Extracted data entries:
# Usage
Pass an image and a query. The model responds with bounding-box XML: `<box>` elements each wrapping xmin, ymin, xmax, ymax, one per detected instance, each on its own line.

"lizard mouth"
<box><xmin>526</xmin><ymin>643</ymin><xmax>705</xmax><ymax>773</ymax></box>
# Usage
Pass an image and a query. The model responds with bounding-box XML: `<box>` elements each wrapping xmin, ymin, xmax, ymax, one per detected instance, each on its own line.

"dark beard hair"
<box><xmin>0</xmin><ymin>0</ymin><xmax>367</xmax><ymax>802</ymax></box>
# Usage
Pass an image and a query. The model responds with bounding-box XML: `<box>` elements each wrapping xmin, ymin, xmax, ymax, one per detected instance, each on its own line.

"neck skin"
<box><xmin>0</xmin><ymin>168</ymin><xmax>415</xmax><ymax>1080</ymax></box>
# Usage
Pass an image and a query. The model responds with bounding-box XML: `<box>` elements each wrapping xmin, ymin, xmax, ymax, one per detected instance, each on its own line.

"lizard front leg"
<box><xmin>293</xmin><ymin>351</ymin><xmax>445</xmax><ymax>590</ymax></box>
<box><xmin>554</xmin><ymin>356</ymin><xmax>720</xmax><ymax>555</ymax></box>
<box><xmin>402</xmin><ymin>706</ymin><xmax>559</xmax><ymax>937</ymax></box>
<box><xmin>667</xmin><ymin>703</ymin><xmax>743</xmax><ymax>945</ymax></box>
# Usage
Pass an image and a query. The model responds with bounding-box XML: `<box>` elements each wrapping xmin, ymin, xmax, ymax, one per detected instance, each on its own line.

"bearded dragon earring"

Problem requirements: Write out every line of the listing above again, with no changes at all.

Task solution:
# Usage
Pass an image and a query. The model responds with bounding-box XML: `<box>` elements each wrapping xmin, ymin, xmax, ymax, one per detected instance, each on its own line.

"lizard mouth"
<box><xmin>526</xmin><ymin>643</ymin><xmax>705</xmax><ymax>773</ymax></box>
# Usage
Pass an image and a query. The model responds with bounding-box XML: `<box>` elements each wrapping xmin, ymin, xmax, ymax, one per detected instance, each on its own line.

"dark beard hair"
<box><xmin>0</xmin><ymin>0</ymin><xmax>367</xmax><ymax>802</ymax></box>
# Usage
Pass an image and a query. The model responds with bounding-box XML: `<box>` elements each wrapping xmin, ymin, xmax, ymax, one per detected instance, each on its own line.

"neck skin"
<box><xmin>0</xmin><ymin>168</ymin><xmax>415</xmax><ymax>1080</ymax></box>
# Usage
Pass an image and a query. The model responds with bounding-box XML: `<box>` elements each wrapping xmin, ymin, xmax, ymax, one per detected instance, each on its own line.

"lizard front leg"
<box><xmin>293</xmin><ymin>351</ymin><xmax>445</xmax><ymax>590</ymax></box>
<box><xmin>554</xmin><ymin>356</ymin><xmax>720</xmax><ymax>555</ymax></box>
<box><xmin>402</xmin><ymin>706</ymin><xmax>559</xmax><ymax>937</ymax></box>
<box><xmin>667</xmin><ymin>703</ymin><xmax>743</xmax><ymax>945</ymax></box>
# Usage
Pass an image and a query. The model responds with bounding-box XML: `<box>` elements each wrapping xmin, ymin, xmax, ymax, one per detected instance, each on its own line.

"bearded dragon earring"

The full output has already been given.